* **DIRECTIVE**:
Each line from the one that contains "Please mark the clear blue" to the end of the material must be set down exactly, and no line before it.

* **MATERIAL PROVIDED**:
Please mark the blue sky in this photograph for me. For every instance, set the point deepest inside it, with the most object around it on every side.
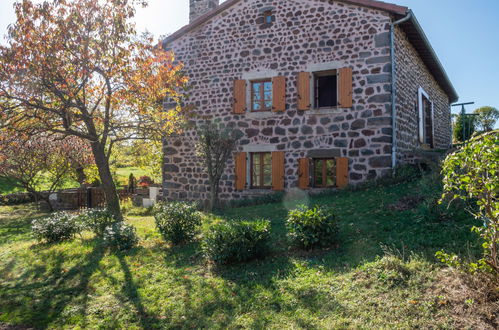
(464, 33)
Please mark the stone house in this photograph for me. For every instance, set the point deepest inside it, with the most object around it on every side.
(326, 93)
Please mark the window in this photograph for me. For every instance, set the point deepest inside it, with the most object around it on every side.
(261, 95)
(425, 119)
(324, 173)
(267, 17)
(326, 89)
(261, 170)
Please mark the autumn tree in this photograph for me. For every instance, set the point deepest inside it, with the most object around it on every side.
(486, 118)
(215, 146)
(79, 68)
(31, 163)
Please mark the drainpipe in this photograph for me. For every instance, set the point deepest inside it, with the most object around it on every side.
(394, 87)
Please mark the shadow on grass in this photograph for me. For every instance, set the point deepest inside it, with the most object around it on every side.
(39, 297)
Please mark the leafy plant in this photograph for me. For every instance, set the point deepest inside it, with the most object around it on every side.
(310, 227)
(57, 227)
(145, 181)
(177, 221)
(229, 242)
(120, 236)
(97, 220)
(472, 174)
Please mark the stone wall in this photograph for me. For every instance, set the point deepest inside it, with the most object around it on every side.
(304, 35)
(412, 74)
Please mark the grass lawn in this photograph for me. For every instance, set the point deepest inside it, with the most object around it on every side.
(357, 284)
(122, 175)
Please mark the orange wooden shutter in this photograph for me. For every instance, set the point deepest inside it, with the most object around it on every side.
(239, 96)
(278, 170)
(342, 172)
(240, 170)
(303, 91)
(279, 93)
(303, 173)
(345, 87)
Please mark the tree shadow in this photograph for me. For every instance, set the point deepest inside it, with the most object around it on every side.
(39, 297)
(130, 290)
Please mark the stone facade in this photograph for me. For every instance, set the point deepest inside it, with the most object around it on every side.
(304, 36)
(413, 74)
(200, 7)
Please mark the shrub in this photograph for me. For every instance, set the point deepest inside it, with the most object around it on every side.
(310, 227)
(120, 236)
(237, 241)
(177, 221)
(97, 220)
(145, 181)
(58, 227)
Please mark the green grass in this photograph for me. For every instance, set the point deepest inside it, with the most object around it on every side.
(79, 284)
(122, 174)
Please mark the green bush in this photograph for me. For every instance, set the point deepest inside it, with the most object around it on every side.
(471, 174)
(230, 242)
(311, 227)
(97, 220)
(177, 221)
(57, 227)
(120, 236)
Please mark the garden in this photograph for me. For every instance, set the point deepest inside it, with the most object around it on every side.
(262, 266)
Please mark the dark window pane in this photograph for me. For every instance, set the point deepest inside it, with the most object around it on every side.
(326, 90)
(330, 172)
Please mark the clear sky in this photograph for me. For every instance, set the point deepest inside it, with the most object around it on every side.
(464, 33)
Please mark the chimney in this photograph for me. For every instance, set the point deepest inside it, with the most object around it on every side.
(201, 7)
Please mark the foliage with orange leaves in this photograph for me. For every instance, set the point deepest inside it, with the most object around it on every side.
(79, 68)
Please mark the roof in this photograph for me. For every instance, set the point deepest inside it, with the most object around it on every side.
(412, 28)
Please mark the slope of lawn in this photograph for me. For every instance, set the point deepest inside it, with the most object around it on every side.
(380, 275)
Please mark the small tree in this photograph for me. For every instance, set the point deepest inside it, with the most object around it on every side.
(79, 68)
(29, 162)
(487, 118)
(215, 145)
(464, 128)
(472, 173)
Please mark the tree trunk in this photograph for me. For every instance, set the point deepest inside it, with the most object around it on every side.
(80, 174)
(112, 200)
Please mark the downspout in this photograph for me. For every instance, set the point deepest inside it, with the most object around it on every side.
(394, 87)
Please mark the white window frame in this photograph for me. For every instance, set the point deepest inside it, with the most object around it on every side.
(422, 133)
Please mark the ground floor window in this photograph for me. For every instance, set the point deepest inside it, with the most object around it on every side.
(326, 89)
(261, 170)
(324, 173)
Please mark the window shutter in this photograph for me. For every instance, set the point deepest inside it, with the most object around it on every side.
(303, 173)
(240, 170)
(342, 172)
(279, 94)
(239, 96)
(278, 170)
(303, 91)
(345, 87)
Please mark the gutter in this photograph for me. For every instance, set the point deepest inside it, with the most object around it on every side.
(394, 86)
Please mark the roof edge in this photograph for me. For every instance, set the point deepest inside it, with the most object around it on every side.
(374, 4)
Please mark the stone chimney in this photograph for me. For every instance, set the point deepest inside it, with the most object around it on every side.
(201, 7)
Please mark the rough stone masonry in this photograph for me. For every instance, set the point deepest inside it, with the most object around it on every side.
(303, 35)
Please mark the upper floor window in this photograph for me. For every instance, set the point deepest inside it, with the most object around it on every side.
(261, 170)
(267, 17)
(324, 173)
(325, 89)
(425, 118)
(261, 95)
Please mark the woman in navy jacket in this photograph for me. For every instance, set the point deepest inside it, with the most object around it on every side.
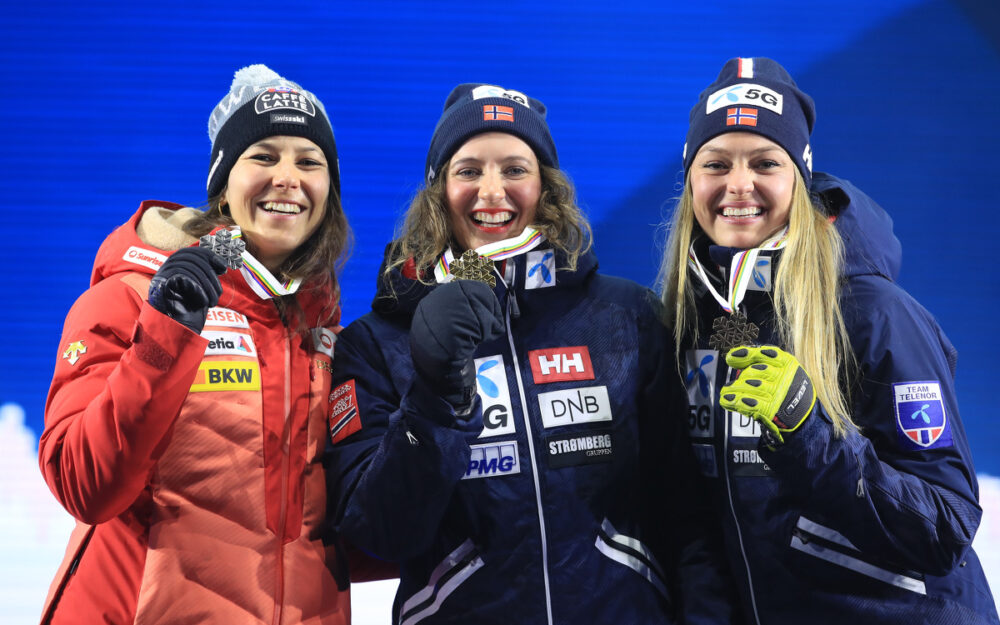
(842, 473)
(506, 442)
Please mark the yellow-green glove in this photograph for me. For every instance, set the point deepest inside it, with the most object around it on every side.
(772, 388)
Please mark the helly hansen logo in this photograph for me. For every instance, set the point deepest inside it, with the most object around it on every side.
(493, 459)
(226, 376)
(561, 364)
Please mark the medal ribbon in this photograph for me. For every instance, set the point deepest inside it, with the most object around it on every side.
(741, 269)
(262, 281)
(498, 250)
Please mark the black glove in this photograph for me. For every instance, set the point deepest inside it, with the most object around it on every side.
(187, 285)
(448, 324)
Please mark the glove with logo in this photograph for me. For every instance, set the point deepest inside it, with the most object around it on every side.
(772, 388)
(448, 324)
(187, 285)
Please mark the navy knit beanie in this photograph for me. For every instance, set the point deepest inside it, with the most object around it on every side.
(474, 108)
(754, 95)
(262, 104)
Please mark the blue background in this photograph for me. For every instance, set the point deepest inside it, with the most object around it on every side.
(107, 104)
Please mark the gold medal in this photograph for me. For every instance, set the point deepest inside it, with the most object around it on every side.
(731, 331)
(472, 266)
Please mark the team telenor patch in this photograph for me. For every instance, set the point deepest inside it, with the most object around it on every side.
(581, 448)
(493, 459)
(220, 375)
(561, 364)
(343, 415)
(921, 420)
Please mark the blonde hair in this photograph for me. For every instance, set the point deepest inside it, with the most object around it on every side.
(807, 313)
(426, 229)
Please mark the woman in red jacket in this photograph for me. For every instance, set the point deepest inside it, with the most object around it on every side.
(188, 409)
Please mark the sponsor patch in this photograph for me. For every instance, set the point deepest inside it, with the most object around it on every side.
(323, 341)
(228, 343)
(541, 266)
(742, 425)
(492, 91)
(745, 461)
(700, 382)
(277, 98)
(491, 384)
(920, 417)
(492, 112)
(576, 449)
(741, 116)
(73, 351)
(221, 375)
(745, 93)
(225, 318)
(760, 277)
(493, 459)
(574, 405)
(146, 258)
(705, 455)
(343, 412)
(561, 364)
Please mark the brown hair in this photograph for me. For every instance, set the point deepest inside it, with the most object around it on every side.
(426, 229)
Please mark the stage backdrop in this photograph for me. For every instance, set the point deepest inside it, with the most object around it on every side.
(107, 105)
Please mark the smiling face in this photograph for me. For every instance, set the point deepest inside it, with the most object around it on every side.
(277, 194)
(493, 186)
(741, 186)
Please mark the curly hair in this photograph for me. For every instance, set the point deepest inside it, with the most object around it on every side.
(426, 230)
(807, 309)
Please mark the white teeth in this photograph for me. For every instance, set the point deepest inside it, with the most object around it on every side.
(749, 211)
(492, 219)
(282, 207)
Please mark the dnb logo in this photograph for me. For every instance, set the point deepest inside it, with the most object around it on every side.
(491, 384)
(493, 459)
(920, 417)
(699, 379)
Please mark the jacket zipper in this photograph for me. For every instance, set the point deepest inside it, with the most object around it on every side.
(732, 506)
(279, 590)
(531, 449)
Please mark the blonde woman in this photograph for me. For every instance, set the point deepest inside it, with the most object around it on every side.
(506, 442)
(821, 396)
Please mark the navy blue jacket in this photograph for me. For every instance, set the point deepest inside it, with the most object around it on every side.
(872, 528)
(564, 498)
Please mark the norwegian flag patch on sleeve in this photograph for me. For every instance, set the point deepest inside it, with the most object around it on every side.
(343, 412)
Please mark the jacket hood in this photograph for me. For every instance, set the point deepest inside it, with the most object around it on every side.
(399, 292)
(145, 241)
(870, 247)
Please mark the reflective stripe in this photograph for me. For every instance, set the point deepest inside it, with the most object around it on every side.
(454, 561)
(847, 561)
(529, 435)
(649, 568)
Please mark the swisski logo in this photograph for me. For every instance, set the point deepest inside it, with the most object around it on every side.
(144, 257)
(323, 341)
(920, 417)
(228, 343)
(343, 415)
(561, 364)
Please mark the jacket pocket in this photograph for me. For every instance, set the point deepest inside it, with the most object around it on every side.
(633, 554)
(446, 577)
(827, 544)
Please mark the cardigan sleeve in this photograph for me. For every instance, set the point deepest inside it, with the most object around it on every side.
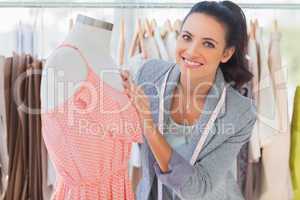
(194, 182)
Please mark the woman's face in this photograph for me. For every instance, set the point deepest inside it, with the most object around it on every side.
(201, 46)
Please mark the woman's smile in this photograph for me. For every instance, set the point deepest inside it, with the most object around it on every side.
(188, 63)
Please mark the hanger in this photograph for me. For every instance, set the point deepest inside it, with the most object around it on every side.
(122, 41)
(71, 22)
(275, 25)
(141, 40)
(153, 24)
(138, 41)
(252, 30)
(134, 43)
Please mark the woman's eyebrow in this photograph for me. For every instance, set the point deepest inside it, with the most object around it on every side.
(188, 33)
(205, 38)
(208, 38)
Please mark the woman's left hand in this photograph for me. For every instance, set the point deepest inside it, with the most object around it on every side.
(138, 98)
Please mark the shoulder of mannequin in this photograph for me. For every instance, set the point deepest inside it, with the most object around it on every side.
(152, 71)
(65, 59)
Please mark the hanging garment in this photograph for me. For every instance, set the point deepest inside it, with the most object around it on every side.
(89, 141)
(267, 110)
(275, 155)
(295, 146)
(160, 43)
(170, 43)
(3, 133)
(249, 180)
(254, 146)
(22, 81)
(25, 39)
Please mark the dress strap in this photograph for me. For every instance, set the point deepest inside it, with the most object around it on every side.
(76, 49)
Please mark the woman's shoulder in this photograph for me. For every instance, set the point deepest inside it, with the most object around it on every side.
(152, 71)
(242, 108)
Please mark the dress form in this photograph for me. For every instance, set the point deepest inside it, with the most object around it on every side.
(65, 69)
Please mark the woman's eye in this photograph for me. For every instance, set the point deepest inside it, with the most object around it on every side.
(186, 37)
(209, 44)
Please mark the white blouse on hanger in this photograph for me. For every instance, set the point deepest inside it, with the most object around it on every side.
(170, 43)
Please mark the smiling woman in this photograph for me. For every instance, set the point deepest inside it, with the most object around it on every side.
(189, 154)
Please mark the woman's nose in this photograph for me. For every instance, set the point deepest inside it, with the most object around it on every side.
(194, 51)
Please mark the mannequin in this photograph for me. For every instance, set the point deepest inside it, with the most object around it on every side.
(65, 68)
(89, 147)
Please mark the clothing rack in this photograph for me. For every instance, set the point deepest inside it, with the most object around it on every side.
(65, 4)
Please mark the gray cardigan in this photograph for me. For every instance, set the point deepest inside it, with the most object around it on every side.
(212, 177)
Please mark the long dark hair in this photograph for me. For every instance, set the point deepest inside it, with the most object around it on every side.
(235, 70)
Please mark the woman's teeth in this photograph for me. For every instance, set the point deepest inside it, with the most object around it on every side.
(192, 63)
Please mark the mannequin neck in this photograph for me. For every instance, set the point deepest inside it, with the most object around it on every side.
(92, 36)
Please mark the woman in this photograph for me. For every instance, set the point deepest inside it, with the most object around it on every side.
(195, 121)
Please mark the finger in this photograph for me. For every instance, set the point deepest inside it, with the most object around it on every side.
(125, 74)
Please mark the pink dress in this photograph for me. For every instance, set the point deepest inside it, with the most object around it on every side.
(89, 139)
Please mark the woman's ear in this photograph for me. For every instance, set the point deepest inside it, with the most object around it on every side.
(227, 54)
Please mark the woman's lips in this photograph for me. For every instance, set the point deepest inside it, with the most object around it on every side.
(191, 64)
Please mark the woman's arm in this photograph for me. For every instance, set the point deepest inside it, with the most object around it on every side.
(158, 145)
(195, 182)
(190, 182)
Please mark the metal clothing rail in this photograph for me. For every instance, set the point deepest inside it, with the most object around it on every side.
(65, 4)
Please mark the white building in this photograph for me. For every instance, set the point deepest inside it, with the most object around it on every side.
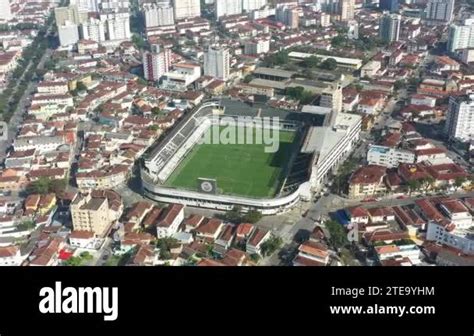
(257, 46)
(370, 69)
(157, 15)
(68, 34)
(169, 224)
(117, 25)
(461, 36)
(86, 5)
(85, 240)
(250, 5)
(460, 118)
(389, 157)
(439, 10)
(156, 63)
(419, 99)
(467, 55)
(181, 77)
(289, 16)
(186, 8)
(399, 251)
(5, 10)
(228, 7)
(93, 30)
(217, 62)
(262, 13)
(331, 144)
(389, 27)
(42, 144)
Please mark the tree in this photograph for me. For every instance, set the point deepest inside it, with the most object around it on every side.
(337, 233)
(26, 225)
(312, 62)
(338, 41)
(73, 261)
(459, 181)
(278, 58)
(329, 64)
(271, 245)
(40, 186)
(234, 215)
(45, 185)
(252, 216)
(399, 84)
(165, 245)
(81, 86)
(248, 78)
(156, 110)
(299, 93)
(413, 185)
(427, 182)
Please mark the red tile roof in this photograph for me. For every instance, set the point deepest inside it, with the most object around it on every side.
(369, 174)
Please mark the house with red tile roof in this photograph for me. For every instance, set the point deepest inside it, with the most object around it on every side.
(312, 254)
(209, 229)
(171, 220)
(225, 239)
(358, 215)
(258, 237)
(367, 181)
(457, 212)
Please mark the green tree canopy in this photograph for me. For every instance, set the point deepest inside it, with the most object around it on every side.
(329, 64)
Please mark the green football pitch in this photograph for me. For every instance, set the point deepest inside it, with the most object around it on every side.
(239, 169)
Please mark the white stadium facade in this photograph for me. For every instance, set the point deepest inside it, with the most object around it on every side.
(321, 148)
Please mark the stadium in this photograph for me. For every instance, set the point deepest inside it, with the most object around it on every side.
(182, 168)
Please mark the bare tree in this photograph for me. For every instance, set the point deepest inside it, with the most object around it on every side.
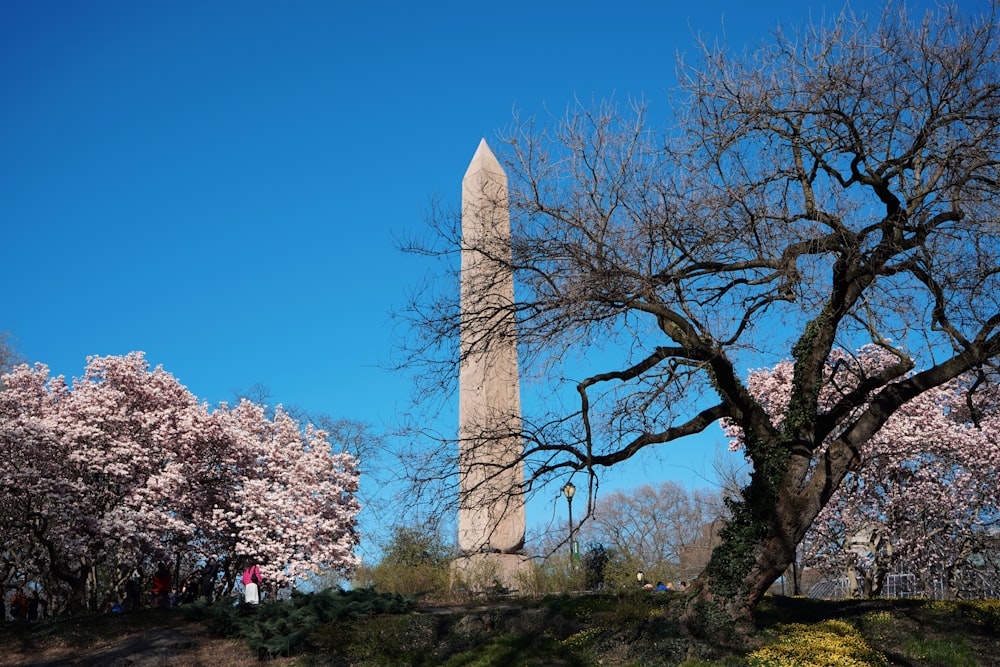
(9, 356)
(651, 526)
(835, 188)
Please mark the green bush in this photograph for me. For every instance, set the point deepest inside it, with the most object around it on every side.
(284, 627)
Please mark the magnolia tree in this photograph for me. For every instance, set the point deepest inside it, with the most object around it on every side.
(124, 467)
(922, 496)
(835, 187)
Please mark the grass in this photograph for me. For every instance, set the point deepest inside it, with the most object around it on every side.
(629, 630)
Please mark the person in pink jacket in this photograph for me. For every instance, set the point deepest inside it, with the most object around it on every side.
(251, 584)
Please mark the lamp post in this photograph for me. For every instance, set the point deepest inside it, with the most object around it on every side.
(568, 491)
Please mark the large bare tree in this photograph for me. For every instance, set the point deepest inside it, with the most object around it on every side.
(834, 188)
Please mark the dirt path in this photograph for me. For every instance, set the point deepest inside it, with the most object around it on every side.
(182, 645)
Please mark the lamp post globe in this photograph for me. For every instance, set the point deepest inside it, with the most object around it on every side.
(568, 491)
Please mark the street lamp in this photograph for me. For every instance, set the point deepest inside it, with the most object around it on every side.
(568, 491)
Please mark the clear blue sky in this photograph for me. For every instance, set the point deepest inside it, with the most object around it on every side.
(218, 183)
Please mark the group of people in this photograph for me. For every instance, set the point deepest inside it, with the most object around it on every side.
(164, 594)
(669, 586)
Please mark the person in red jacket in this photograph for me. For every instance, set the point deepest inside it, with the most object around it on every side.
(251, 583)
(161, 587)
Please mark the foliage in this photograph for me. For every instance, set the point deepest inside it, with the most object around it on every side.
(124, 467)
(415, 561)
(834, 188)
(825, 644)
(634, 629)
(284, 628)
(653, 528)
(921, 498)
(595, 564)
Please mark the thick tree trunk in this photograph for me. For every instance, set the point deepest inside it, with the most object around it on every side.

* **FINISHED ANSWER**:
Please mark the clear blue sky in this photograph for me. For every instance, set the point deepest inside it, with the most object around it on every side.
(218, 183)
Please mark the group of people in this photograph for me. For every instance, set the point deepest inside it, with the most object around it on every side.
(164, 594)
(669, 586)
Please mark the person in red jacket in this photograph for me. For every instance, set the point deepest inside it, with the most object around it on every side.
(251, 583)
(161, 587)
Please mark the foliage in this photograph for me. For every instance, set the point deepest inside it, with the most object around it on every side.
(124, 467)
(415, 561)
(834, 188)
(825, 644)
(634, 629)
(284, 628)
(653, 528)
(921, 498)
(595, 564)
Please mark the thick tree trunk in this photograph for me. For every instance, set the point deepest inside it, with the most object around it on every side.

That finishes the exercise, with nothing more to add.